It was interesting to read the manuscript with 118 sayings of Christ gathered by St. Thomas known as the Gospel of St. Thomas. Although many of Christ's sayings are already in the New Testament there is one big difference: Jesus emphasizes salvation through self-knowledge and faith. Salvation through self-knowledge and faith makes more sense to me as salvation without self-knowledge would make us vulnerable to manipulation while salvation without faith could lead grandiosity and isolation.
"The Gnostic Gospels" invites the reader to deal with the old controversy-was the Bible divinely inspired or did it evolve at the hands of churchmen with various political, social and religious purposes? Why is the Gospel of St. Thomas not included, what constitutes being "divinely inspired" and is the Bible the only book God has written through humankind?
===
*Short problem 1*. Pull out each line of the listing below that contains the string "bench".
===
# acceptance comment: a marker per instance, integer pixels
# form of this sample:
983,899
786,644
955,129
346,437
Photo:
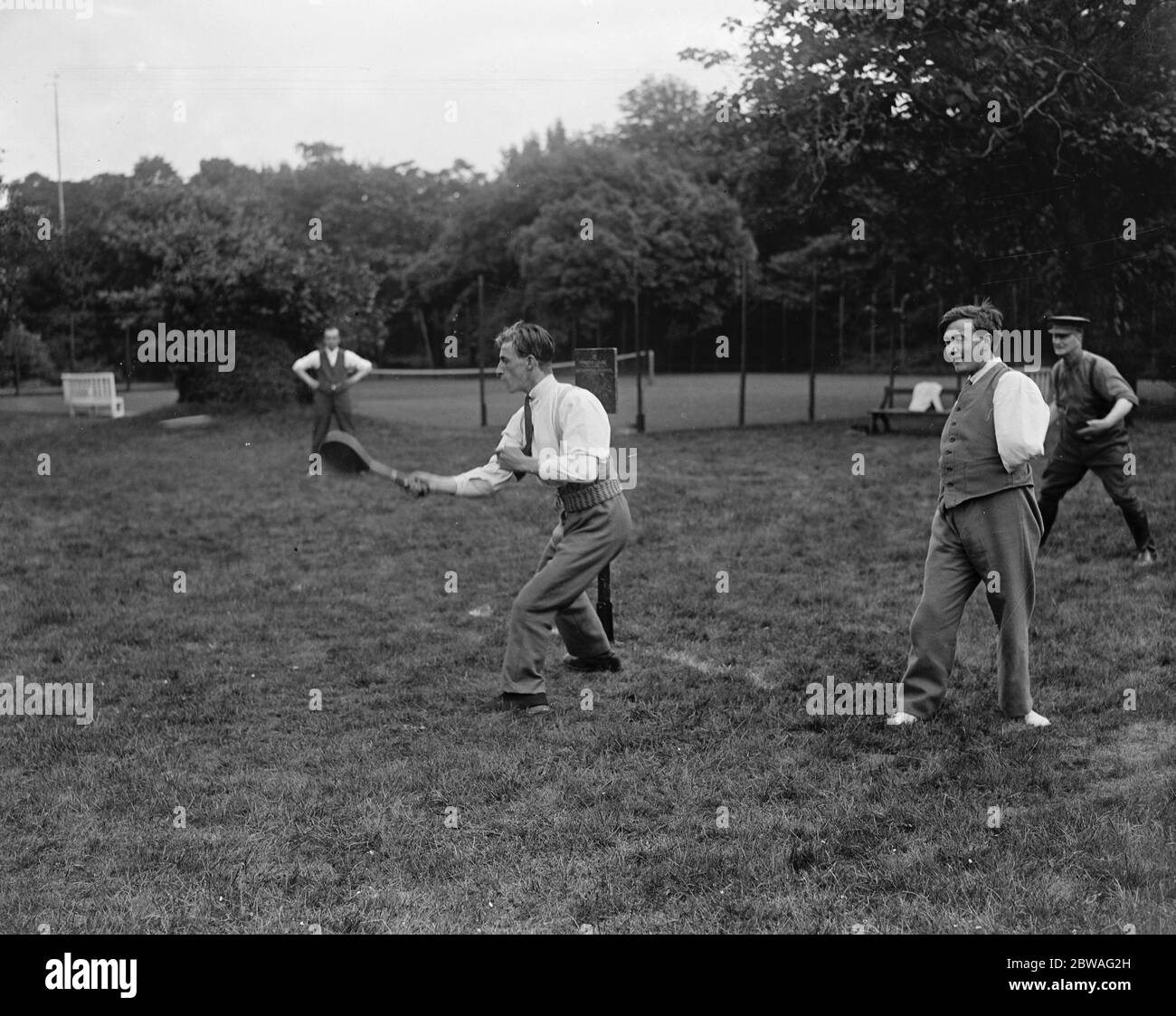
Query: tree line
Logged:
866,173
===
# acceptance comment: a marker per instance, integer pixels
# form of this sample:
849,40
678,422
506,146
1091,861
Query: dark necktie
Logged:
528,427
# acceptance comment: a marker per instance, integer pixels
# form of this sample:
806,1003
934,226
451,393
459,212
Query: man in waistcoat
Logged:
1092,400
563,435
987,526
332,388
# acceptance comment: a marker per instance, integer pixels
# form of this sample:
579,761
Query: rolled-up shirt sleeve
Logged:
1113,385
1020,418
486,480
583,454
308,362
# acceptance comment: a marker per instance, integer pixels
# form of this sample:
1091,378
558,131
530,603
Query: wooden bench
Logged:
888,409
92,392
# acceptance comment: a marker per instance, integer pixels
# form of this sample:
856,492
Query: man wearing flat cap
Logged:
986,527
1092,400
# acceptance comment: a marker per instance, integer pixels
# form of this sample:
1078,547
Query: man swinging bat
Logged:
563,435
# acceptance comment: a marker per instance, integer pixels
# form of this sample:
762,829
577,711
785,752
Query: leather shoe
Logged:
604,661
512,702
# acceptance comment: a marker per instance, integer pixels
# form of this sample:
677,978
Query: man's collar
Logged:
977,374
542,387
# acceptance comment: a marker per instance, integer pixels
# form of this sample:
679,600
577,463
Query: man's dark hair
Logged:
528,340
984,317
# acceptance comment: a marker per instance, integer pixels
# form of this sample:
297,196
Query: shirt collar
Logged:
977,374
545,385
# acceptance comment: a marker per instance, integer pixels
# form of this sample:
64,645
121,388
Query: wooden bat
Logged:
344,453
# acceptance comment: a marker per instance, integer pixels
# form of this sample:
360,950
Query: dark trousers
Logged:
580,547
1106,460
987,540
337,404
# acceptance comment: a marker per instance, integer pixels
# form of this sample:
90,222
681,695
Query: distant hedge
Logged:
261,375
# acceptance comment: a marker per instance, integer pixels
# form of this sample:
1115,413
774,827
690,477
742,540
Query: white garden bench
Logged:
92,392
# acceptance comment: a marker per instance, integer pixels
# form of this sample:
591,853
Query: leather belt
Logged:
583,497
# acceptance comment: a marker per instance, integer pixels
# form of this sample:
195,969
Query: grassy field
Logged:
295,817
===
*Short problem 2*. Carry the text on the Gospel of St. Thomas further, picking up after its last sentence.

*Expected answer 1*.
Query: wooden bench
Query: white garden bench

*Expected answer 2*.
Solomon Schepps wrote in "The Lost Books of the Bible" that the official Biblical text was completed by two major counsels, in North Africa in Hippo (Augustine Bishopric) in 393, and in Carthage in 397. He said that there had been great difficulty in choosing the Gospels and after much debate, only four were chosen. The Gospel of St. Thomas was rejected as it opened by saying the he who understands the words of Jesus will be saved which is in direct contradiction to the chosen Gospels and Paul's Epistles, which says he who believes will be saved.